START RECORDS PROVIDED

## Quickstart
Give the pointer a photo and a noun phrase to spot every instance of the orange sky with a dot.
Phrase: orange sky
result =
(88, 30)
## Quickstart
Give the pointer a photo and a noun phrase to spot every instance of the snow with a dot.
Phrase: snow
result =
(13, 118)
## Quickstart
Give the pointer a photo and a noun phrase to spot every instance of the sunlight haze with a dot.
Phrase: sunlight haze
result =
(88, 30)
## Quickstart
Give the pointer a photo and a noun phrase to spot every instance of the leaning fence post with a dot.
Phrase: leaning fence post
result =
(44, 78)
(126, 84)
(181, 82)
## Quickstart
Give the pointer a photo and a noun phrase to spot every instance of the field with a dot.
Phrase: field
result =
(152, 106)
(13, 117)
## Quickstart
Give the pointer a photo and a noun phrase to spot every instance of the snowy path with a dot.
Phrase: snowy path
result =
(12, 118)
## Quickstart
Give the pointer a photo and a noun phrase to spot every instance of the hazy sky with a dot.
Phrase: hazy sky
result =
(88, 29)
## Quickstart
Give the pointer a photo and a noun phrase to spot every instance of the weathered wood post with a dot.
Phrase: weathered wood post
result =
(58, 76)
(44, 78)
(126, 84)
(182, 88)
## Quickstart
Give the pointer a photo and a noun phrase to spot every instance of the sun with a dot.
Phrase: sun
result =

END RECORDS PROVIDED

PROBLEM TO WORK ON –
Write out the records in full, word for word.

TASK RESULT –
## Quickstart
Give the pointer a photo and a noun phrase to spot every instance of the orange sky with a dot.
Phrase: orange sky
result =
(88, 30)
## Quickstart
Give the pointer a photo and a noun phrase to spot every instance of the snow with a dot.
Phrase: snow
result =
(13, 118)
## Quickstart
Give the pointer a photo and a noun phrase to spot every instance of the sunlight haze with a dot.
Phrase: sunlight haze
result =
(88, 30)
## Quickstart
Give the pointer a photo and a noun phrase to spot every instance of the leaning fence post with a dot.
Phrase: leaning fence post
result =
(44, 78)
(126, 84)
(181, 82)
## Quickstart
Give the pointer a photo and a noun phrase to spot every instance of the field with a dot.
Phrase: field
result =
(152, 106)
(13, 117)
## Quickstart
Give the pointer a photo and a noun phrase to spot every instance of the snowy path with a dot.
Phrase: snowy path
result =
(12, 118)
## Quickstart
Give the pointer a photo and a noun phrase to spot every instance of the hazy sky with a dot.
Phrase: hazy sky
result =
(88, 29)
## Quickstart
Give the pointer a photo and a noun phrase to spot every instance of the weathered wood post with a dot.
Phrase: weathered wood post
result =
(58, 76)
(44, 78)
(126, 84)
(182, 88)
## Quickstart
Give the pointer a photo and a noun phrase to spot every instance of the sun with a dot.
Phrase: sun
result =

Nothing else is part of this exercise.